## [EXCERPT TO READ]
Can I write for myself? Some Trains Of Thought

In recent time I feel like I haven’t had much control over my life. My mother is very controlling and hypercritical of my appearance. Even to this day for certain things I have to have my clothing, hair, and makeup approved by her before we go out together or she can bring me places. The fact I still need to be brought to places by my parents a lot of the time doesn’t help, but that’s my own fault.

While this major has worked out for me for the most part and I’ll hopefully get a good job from it, it’s a decently far cry from my dreams before. Up until I was 19 my plan, and many of the actions I took up to that point, were for a path in the performing arts, specifically in theater. So when circumstances outside of my control caused me to step away from it, I was devastated.

Then, for a cacophony of reasons that I don’t feel would be appropriate to discuss on this blog, during the pandemic, I was brought into hospital (I have been told by my psychiatrist that it is an important distinction to make given that I was not put in residency that I say that instead of hospitalized) four times for self-harm, suicidal, and homicidal ideation in less than a year. My emotions had become so intense and unmanageable and my prior coping mechanisms could no longer handle the new strength my emotions had become and the new thoughts about myself and the situations I had endured. I haven’t really been the same since.

## [THE PROBLEM]
Write the next stretch of the blog post about feeling a loss of control over one's life, picking up right after its final sentence. The rows below the blog post come from a separate source.

## [DATA FOR REVIEW]
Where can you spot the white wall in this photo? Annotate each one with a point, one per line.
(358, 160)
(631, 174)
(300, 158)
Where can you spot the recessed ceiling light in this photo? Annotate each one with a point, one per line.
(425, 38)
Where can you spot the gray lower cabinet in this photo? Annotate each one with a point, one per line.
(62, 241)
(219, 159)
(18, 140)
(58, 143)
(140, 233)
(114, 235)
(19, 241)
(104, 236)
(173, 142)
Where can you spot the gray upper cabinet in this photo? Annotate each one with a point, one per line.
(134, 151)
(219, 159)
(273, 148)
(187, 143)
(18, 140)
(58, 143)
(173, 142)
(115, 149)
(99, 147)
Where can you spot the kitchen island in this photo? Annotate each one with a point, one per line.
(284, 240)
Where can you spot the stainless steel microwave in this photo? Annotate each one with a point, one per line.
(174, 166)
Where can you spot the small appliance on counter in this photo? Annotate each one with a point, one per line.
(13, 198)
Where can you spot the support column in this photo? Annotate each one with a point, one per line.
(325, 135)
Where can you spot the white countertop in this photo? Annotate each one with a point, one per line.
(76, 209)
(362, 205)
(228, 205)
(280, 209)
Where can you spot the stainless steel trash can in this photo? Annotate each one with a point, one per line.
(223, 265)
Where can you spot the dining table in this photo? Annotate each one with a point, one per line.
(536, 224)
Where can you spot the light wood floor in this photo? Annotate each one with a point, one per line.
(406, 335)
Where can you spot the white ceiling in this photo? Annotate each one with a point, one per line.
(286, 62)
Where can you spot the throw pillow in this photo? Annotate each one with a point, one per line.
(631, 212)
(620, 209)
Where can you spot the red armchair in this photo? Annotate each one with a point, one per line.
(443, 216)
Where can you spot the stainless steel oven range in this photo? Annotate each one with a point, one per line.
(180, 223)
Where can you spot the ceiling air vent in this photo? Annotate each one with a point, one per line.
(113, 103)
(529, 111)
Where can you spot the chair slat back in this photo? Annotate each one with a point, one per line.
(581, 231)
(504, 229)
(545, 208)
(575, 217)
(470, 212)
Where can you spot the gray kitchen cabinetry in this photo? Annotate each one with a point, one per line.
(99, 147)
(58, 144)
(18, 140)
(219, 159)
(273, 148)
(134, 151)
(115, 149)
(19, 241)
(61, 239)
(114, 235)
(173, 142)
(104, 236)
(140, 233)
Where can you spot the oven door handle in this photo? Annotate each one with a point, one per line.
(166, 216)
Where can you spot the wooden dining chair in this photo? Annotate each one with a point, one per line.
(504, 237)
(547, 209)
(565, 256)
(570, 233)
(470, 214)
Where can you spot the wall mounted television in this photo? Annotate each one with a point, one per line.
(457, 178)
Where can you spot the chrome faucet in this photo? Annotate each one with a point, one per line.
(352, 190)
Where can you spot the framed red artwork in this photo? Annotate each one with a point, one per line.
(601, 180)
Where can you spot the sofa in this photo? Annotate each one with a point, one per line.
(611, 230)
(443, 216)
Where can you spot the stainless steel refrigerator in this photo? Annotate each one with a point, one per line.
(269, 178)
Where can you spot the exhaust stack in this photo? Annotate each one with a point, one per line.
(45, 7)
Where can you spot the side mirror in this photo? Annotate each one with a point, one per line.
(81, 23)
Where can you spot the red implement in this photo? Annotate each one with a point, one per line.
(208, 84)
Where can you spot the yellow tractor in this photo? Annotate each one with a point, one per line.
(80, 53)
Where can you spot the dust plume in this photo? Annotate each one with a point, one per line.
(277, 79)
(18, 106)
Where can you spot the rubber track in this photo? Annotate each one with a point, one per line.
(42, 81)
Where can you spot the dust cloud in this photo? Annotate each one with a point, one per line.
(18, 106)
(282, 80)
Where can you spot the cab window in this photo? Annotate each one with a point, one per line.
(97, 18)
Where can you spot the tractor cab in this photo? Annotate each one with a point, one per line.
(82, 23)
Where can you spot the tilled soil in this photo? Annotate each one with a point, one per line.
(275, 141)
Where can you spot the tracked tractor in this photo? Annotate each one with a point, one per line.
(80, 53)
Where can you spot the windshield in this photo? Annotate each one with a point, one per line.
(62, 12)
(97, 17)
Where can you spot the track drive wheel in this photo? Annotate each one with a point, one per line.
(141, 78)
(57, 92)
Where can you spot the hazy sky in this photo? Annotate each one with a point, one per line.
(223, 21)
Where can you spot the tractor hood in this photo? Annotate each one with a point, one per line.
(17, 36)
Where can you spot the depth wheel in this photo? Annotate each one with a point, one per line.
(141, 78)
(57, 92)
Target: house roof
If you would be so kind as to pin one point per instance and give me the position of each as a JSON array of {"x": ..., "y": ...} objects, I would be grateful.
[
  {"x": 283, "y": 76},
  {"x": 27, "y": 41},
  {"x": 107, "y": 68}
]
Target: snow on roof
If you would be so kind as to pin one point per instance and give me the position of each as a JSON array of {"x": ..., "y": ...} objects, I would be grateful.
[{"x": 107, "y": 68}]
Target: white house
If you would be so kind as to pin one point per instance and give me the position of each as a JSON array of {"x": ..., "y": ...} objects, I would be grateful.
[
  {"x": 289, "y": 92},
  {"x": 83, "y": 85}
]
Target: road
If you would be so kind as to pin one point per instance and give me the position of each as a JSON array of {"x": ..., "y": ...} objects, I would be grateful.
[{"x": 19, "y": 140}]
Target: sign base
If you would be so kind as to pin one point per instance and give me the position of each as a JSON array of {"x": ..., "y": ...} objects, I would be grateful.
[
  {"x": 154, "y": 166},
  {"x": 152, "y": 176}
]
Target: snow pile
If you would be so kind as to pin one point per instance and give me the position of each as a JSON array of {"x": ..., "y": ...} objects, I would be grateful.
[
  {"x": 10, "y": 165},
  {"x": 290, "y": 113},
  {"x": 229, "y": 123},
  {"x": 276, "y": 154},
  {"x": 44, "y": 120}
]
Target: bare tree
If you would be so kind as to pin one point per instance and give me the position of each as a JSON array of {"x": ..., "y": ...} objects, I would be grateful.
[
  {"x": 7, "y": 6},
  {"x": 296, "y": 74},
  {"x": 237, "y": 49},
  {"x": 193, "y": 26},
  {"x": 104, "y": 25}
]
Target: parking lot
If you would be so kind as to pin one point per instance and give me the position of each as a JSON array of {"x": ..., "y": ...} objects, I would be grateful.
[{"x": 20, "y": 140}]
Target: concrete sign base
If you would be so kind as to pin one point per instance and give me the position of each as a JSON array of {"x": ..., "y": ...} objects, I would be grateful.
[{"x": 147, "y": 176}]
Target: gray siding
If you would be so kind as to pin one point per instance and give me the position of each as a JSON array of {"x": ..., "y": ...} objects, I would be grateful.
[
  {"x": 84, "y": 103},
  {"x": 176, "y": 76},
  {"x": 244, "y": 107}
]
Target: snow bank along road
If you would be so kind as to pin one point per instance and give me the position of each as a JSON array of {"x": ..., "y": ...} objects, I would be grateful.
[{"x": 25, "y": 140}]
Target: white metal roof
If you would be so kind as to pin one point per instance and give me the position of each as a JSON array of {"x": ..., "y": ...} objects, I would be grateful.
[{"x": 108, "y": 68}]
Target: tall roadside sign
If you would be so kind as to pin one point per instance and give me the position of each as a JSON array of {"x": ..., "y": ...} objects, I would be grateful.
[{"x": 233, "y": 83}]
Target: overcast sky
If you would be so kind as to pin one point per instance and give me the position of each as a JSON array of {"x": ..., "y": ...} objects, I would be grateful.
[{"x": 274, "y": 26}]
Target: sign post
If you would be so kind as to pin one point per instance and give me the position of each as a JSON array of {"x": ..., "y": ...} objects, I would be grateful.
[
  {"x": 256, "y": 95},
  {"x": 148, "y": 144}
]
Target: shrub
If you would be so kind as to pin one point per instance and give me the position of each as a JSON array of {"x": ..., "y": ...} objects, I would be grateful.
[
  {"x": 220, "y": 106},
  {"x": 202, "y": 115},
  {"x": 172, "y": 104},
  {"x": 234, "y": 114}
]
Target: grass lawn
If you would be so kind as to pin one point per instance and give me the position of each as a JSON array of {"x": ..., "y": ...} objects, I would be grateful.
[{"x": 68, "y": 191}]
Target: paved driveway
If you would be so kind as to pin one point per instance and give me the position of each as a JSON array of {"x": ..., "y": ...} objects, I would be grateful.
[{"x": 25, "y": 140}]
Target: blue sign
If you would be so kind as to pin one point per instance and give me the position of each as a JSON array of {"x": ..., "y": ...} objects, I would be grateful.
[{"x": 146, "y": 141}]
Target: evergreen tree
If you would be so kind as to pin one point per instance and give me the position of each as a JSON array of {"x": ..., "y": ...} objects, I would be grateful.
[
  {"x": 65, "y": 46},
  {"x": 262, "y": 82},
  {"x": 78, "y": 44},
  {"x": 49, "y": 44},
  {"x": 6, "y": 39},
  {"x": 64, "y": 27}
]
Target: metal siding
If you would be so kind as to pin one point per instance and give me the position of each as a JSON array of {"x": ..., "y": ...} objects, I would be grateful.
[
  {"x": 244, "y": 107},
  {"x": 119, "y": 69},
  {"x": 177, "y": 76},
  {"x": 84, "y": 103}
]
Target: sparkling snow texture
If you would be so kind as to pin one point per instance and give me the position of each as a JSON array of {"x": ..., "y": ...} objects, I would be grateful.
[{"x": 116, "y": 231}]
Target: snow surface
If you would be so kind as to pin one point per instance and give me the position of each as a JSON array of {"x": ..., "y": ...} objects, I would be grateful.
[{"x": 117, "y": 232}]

## [RESULT]
So in short, I feel like I don’t feel like I have control of at the very least, my career, my body (at least the outer portions of it), and my mind. This has drastically impacted my sense of self, and having a general sense of not knowing what it is. So if I don’t really know myself anymore, how can I write for myself?

As someone whose had a performing arts lean in life for a massive chunk of it, and having developed people pleasing tendencies, alongside a healthy heaping of social anxiety, I feel like I’ve spent the majority of my life thinking and worrying and placating and molding myself to fit the perception and needs of others. So allowing myself to not have the assumed thoughts and opinions of others in my head while I write seems like a daunting task.

There is one thing though that I feel I have been able to keep of my sense of self that has been minimally tainted by the world around me, and has been able to develop relatively organically, which I am going to be trying to write about more going forward: My politics.

Especially given the recent election, and the fact that many from my side of the aisle failed to show up when it mattered quite a good bit to do so, I think now more than ever it’s important for me to share my own unique perspective and experience, and use the tools I have at my disposal from my living to be able to do some good.